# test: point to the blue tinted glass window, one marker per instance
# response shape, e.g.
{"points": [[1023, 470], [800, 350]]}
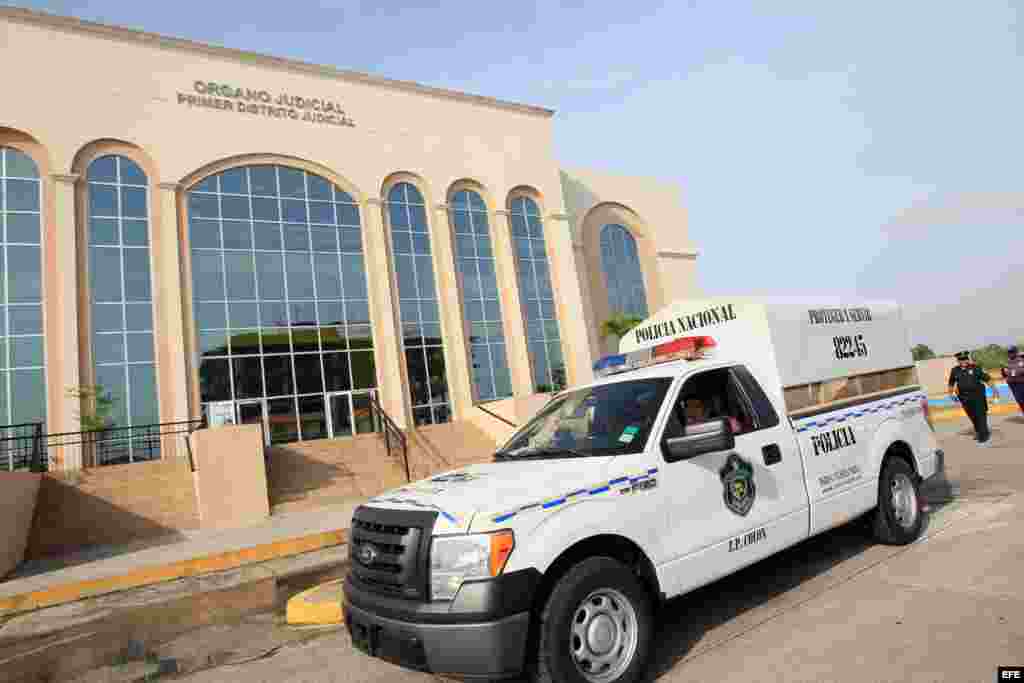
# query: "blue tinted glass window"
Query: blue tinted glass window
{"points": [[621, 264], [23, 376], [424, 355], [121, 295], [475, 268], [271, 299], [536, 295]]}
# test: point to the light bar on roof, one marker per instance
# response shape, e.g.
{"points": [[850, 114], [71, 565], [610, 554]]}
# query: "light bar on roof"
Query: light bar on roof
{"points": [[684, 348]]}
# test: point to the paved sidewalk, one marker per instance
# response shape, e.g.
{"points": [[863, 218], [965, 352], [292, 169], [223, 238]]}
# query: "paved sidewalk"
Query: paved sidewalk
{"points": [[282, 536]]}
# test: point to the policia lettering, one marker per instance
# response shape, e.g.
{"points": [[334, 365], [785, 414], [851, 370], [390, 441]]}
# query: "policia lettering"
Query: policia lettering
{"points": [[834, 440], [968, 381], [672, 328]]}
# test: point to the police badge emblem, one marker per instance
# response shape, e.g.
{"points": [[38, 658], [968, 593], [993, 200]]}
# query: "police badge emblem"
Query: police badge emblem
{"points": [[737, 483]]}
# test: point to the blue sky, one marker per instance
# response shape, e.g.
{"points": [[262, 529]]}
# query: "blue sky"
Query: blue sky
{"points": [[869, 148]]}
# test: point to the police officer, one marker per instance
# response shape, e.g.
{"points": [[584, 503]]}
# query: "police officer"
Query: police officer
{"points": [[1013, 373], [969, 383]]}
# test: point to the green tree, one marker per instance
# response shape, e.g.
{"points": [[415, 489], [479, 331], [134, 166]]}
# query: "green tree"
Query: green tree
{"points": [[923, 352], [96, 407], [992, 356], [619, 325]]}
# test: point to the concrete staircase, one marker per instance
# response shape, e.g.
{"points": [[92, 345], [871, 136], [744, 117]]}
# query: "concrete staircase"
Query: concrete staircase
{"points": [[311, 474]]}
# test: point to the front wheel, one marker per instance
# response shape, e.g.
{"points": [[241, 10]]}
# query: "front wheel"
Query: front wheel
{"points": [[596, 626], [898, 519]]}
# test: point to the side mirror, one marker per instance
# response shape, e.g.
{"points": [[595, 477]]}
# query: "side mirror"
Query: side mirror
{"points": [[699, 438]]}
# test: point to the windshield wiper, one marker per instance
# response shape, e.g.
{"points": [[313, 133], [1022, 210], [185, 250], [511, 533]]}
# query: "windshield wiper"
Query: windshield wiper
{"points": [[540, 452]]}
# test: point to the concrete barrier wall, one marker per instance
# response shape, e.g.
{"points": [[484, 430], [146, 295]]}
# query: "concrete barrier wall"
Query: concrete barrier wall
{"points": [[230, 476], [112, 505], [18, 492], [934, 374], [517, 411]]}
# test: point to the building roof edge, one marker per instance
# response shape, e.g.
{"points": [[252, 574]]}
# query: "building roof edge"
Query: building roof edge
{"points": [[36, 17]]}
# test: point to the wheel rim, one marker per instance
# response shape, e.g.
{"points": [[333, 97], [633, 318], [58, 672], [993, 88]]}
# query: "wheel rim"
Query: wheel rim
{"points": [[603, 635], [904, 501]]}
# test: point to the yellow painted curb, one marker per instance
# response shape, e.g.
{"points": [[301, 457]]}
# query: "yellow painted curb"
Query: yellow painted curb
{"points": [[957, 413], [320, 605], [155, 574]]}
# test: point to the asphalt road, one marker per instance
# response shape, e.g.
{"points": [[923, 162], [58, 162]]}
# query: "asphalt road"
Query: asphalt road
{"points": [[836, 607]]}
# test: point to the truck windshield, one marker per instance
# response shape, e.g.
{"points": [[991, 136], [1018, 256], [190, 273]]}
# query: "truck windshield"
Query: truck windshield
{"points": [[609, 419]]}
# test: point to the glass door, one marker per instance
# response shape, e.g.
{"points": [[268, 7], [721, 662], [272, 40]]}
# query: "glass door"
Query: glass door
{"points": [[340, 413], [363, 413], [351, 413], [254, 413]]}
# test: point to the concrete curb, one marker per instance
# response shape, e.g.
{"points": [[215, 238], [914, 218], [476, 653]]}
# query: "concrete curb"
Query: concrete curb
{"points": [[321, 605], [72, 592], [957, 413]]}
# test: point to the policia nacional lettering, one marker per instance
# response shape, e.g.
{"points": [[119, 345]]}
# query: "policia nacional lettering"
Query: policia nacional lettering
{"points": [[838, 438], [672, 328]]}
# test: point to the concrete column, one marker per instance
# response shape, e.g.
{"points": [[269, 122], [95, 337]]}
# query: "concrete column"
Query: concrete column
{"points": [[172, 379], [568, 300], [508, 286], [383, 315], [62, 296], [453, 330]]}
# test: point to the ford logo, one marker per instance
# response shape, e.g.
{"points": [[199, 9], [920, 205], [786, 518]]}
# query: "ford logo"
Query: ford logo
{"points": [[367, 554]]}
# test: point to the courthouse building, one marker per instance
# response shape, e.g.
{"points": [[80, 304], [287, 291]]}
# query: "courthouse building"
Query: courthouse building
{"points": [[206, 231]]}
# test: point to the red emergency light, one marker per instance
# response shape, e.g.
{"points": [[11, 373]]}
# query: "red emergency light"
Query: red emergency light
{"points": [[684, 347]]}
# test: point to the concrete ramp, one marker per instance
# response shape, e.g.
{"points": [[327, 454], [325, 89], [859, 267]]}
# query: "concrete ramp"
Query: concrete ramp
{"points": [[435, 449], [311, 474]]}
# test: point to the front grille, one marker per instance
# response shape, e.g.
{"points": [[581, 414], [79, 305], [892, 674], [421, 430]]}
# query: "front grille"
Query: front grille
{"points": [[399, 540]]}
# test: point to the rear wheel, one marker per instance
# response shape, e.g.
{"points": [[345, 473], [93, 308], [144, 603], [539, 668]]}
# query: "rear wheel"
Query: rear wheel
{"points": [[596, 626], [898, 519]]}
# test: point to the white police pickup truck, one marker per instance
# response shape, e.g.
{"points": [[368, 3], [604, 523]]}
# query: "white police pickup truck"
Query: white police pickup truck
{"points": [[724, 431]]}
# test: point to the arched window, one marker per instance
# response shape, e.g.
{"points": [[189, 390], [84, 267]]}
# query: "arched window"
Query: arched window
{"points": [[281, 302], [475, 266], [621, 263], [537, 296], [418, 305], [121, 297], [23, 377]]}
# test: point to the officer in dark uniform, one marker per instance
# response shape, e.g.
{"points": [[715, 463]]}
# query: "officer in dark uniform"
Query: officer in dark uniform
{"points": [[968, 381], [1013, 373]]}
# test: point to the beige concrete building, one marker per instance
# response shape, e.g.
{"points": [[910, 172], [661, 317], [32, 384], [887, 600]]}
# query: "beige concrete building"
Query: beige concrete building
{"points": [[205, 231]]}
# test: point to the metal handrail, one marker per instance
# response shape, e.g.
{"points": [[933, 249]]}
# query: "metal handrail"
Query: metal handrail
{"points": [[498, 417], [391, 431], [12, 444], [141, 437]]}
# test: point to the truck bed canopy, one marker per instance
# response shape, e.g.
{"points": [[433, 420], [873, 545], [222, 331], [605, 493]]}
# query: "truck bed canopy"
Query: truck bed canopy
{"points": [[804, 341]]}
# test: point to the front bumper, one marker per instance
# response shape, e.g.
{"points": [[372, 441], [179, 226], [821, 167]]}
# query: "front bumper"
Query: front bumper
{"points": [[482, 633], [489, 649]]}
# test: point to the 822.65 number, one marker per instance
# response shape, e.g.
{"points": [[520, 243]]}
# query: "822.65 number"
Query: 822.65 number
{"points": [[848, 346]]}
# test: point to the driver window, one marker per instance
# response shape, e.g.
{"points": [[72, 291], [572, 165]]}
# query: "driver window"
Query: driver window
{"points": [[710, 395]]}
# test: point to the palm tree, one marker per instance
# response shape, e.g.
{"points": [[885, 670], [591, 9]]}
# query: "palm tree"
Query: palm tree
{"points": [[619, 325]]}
* * *
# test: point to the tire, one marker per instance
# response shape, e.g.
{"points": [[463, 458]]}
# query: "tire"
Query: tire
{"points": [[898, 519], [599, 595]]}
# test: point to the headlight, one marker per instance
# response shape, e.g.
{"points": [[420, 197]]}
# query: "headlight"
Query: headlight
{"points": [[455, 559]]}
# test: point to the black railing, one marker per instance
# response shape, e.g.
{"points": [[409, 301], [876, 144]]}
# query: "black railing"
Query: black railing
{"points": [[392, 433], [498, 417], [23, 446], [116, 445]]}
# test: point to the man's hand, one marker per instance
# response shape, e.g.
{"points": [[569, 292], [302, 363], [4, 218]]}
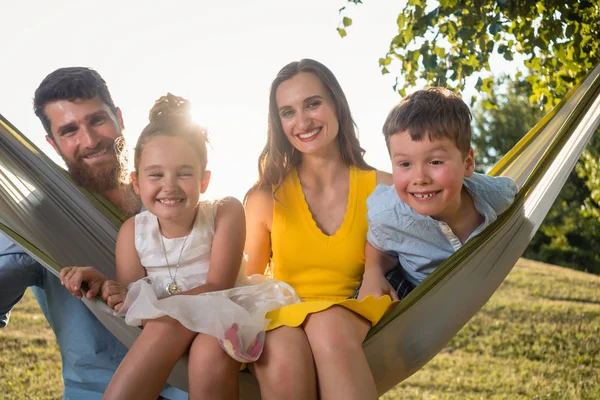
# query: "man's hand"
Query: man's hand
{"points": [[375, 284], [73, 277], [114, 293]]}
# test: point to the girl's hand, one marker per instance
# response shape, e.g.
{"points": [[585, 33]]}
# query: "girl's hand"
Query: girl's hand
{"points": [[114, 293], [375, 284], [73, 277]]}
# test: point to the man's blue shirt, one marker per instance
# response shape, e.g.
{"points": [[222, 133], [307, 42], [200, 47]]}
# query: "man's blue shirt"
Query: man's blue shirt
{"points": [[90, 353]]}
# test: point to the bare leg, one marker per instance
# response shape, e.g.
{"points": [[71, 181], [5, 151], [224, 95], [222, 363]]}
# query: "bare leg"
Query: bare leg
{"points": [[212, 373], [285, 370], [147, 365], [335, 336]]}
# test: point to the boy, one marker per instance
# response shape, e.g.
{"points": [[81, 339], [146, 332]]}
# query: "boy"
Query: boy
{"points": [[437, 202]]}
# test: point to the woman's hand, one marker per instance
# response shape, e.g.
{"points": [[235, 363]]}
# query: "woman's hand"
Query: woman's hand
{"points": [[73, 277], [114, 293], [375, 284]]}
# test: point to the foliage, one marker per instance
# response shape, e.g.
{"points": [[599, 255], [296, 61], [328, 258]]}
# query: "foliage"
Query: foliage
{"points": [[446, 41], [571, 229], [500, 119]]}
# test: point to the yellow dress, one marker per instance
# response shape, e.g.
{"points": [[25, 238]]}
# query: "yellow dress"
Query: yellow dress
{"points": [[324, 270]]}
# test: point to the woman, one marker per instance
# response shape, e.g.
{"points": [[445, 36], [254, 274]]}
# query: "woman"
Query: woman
==
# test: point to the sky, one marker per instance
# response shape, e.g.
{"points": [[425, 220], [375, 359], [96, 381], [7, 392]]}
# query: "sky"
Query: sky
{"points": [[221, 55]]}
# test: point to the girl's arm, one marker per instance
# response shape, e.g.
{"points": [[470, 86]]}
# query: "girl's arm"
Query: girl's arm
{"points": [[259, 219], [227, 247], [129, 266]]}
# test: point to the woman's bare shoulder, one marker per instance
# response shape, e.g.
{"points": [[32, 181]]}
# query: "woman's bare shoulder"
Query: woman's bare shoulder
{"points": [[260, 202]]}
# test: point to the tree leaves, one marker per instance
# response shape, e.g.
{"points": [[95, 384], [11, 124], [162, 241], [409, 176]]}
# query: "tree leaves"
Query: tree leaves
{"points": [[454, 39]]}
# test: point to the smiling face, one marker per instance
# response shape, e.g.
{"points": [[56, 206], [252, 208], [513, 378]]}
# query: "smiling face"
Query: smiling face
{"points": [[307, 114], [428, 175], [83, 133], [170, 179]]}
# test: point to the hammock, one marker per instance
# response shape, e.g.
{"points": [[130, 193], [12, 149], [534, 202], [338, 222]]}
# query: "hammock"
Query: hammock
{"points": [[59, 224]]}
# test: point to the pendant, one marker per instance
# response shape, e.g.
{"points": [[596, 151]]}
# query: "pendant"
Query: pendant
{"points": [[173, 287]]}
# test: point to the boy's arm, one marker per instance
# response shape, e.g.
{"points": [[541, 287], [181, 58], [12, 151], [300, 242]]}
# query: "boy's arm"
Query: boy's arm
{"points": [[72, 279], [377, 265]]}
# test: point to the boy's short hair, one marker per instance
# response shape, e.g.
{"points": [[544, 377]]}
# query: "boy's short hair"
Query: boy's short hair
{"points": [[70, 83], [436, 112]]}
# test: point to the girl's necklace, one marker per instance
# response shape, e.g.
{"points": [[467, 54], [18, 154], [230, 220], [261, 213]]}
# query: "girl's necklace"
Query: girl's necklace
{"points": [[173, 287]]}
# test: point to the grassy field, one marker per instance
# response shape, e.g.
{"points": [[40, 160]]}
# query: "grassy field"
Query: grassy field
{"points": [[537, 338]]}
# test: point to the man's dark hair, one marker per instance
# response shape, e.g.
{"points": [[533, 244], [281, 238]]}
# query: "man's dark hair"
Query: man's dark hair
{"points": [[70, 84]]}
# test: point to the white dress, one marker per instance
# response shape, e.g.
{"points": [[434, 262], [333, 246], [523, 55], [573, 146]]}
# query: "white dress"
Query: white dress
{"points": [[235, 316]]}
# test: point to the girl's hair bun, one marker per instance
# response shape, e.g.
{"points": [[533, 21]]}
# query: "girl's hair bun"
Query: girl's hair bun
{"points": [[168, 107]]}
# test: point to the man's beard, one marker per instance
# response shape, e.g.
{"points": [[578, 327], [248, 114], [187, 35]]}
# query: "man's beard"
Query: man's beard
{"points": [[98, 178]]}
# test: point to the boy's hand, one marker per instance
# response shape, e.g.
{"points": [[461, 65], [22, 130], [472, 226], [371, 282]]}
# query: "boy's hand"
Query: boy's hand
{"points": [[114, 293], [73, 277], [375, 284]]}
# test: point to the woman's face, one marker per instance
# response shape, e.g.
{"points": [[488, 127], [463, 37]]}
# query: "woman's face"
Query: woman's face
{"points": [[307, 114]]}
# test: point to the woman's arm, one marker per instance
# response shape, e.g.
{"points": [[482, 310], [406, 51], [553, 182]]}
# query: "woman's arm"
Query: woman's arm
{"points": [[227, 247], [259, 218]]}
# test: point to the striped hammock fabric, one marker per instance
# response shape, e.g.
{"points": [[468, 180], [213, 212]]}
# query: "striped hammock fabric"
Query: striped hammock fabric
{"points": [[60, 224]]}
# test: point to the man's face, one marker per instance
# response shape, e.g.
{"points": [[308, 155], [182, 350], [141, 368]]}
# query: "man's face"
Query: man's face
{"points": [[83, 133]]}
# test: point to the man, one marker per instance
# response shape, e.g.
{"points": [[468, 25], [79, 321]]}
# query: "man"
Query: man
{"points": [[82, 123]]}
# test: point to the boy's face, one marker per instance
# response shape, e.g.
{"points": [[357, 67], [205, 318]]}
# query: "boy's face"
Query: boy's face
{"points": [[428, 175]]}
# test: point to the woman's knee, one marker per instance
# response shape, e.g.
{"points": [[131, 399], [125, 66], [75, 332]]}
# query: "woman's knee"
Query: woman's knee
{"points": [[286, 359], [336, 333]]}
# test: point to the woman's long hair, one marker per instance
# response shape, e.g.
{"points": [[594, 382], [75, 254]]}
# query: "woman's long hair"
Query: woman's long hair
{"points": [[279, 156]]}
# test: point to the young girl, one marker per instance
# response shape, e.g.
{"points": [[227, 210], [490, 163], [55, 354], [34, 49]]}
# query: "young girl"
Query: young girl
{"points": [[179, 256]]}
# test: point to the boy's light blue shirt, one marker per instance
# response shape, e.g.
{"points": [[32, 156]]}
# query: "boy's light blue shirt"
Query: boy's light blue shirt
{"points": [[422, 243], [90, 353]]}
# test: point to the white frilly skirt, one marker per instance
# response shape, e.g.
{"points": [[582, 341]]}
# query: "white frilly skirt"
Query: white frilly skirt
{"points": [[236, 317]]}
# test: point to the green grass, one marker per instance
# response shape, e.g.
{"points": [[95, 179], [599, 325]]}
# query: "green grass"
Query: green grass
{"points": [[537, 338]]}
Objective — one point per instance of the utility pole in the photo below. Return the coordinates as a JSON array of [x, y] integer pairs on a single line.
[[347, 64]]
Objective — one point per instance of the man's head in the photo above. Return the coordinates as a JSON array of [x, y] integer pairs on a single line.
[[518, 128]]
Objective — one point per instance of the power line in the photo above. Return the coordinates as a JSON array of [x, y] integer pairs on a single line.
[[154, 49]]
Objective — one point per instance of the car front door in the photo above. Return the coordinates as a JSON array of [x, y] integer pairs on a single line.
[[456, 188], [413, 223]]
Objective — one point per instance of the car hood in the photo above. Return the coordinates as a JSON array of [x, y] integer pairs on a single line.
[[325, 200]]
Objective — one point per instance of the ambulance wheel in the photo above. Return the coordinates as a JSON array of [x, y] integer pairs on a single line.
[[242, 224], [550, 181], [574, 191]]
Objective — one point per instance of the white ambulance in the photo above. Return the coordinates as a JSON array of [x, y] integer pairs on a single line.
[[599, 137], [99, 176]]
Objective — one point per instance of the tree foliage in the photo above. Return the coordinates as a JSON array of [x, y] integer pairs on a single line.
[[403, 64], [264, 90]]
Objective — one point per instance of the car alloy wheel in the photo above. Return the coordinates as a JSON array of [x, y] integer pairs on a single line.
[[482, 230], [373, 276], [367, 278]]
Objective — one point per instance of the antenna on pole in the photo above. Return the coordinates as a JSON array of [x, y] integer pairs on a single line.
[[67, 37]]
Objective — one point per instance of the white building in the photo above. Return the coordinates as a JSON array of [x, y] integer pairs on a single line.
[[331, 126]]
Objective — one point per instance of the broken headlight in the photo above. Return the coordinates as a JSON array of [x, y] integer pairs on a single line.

- **WORK INSTRUCTIONS**:
Of the lines above, quote exactly those from the one with "# test: point to the blue tinted" through the one with "# test: point to the light", ends included; pictures stay out.

- **COMPLETED EXERCISE**:
# test: point to the blue tinted glass window, one marker per instance
# response shape, e.g.
{"points": [[1023, 470], [800, 350]]}
# query: "blue tinted glass window"
Query: blue tinted glass window
{"points": [[621, 264], [23, 376], [424, 355], [121, 295], [475, 268], [271, 299], [536, 295]]}
# test: point to the light bar on roof, one marker per instance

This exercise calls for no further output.